Once the line containing "Query: purple rugby jersey" is found, return it and every line that follows, up to and including the final line of the material, exactly as written.

[SUPPLIED MATERIAL Boundary: Start]

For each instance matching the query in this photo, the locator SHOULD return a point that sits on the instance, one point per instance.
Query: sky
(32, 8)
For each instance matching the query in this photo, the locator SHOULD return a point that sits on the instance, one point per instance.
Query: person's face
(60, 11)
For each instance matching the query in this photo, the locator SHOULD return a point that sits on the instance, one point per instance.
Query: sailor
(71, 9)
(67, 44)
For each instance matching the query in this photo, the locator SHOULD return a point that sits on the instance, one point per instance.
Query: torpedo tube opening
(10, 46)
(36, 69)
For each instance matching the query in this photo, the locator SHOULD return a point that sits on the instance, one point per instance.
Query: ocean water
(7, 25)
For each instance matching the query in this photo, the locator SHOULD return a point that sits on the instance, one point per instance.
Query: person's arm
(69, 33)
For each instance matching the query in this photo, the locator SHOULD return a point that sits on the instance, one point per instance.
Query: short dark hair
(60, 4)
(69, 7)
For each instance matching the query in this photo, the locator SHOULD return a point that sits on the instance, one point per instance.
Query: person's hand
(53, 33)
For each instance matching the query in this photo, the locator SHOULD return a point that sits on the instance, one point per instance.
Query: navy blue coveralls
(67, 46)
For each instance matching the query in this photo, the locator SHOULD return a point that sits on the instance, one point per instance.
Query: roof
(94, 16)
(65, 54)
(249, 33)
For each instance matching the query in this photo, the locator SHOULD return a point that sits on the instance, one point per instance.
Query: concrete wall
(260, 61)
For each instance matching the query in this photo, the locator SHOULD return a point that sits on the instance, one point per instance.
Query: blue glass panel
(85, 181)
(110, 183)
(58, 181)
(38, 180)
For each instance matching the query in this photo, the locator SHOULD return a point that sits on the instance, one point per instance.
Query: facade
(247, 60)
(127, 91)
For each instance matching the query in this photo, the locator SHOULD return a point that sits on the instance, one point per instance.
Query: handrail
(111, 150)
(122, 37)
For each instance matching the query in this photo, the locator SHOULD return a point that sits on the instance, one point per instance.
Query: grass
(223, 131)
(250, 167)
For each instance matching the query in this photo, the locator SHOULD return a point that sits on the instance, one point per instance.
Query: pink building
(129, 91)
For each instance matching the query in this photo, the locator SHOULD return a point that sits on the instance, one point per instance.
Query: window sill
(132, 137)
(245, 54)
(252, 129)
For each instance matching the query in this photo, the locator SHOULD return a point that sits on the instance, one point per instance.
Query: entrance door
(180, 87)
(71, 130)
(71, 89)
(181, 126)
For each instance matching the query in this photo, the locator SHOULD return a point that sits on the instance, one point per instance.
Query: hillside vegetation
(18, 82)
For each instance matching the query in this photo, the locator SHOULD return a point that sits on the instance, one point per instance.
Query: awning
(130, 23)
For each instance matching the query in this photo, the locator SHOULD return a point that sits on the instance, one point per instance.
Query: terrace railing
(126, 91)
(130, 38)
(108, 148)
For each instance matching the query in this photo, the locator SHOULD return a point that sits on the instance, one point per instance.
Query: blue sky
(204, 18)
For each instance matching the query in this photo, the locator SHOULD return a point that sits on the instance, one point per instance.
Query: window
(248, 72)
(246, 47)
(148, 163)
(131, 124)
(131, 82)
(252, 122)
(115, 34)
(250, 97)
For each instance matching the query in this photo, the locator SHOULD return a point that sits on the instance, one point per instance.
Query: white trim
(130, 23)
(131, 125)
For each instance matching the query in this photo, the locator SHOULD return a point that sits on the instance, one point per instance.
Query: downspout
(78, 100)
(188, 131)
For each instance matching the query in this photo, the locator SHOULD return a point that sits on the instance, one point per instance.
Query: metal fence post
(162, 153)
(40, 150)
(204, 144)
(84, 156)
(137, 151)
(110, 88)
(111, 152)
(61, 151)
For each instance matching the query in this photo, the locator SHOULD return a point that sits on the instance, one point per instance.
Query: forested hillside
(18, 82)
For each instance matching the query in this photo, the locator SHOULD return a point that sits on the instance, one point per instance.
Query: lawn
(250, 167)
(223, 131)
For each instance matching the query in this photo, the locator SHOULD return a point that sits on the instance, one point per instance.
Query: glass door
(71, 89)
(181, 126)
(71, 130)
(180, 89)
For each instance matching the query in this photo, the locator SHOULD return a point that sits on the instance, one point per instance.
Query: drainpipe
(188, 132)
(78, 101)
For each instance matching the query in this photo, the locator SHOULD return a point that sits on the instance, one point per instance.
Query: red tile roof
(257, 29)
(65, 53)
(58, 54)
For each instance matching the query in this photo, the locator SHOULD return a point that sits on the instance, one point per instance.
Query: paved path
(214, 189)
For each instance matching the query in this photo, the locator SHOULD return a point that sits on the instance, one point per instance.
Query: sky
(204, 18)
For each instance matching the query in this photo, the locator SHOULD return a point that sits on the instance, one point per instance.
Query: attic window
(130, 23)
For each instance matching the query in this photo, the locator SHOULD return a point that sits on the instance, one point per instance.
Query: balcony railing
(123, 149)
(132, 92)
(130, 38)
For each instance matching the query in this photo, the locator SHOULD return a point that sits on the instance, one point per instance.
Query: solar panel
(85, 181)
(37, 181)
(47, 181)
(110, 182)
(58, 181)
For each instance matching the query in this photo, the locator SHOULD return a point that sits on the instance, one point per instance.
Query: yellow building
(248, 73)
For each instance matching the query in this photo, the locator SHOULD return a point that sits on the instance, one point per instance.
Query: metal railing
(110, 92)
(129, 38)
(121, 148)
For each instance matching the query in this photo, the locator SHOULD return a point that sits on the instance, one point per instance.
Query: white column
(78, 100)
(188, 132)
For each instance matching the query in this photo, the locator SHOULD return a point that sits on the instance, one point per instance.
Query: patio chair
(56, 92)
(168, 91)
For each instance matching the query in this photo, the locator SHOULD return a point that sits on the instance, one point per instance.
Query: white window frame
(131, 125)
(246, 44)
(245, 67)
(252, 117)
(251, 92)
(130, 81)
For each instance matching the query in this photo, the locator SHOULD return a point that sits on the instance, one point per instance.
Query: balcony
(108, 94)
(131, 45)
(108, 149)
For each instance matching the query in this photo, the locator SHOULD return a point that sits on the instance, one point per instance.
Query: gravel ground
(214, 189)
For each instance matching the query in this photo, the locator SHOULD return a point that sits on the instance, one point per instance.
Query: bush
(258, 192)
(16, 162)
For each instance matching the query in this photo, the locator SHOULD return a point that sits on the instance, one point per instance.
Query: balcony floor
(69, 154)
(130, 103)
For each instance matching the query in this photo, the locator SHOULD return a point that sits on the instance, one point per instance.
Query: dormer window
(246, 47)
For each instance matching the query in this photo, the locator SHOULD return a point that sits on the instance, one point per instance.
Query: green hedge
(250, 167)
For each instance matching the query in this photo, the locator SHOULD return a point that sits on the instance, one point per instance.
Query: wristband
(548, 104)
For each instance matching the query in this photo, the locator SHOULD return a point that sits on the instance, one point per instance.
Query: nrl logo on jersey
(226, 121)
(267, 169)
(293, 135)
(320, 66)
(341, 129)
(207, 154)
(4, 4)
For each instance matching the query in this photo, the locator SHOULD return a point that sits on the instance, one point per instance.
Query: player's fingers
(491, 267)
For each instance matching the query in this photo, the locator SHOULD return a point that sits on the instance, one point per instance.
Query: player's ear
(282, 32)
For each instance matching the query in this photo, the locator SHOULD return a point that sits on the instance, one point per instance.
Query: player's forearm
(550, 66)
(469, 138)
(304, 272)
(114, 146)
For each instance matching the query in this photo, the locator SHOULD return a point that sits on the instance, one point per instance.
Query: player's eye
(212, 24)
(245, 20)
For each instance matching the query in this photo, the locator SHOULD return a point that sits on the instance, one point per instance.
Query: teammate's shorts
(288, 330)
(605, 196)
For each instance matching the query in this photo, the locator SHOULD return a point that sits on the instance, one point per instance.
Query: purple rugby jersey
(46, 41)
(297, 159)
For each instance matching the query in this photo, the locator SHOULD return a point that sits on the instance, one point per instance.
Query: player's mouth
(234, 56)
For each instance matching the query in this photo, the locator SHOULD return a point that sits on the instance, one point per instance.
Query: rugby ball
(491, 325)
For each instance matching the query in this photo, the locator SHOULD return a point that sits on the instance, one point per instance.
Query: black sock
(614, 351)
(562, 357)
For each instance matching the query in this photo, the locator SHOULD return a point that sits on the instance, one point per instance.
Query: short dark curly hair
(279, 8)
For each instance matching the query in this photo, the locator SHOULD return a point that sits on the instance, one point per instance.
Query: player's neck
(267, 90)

[SUPPLIED MATERIAL Boundary: End]

SOLUTION:
Query: purple rugby jersey
(46, 41)
(297, 159)
For each instance matching the query in this photo, the locator SHOULD return a point that sits on the instance, one point per instance.
Query: player's mouth
(234, 56)
For each instance matching the query in this photo, the locator SHOULD return a point that sits on the instance, one point per instance.
Query: rugby ball
(491, 325)
For each instance matching the query in this photo, the locator SHOULD return a point that sits on the instance, one point per instance.
Query: black sock
(614, 351)
(562, 357)
For each instance matching the query in this photo, the locator SHOULD return a point that sits on the instance, one point per instance.
Query: short dark curly hair
(279, 8)
For each instance matching the query in this photo, the locator SHOULD return a point that sits on the instance, one point per instance.
Query: player's neck
(267, 90)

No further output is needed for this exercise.